(Supplied data Opens)

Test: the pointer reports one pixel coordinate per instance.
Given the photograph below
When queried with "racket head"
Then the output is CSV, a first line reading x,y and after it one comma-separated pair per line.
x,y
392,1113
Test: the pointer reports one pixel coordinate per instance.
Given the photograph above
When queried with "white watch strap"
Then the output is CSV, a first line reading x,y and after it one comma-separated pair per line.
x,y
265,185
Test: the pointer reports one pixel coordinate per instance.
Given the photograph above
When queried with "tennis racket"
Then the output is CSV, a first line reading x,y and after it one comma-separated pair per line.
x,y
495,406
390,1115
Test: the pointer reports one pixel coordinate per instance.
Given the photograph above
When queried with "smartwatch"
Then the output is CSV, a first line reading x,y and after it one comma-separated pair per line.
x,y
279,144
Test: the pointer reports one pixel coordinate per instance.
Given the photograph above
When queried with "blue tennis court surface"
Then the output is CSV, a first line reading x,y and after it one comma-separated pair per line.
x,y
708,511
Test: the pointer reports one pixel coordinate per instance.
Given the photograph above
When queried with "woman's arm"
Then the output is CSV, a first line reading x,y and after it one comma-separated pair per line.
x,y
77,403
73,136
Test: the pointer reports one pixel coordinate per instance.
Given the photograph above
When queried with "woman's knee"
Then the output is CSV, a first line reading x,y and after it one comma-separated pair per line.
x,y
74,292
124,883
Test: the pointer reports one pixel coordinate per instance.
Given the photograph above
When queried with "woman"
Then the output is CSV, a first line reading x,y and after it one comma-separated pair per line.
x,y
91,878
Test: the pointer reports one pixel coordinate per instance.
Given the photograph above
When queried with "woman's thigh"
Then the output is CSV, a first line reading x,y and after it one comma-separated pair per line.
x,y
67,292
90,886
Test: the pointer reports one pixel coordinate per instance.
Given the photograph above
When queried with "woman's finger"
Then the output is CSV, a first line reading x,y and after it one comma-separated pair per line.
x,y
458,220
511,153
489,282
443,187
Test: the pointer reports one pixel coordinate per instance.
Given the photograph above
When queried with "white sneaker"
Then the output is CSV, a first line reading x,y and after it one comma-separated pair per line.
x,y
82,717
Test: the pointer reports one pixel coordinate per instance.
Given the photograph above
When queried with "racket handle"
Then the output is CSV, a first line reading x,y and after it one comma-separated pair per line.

(Supplied data Closes)

### Work to complete
Show all lines from the data above in which the word "queried" appears.

### Response below
When queried with "racket head"
When queried with "white watch strap"
When queried with "tennis racket"
When queried with "smartwatch"
When queried with "blue tennis court surface"
When queried with "woman's arm"
When queried with "woman's knee"
When queried with "woman"
When queried with "woman's thigh"
When queried with "woman's finger"
When queried with "white sneaker"
When queried with "racket handle"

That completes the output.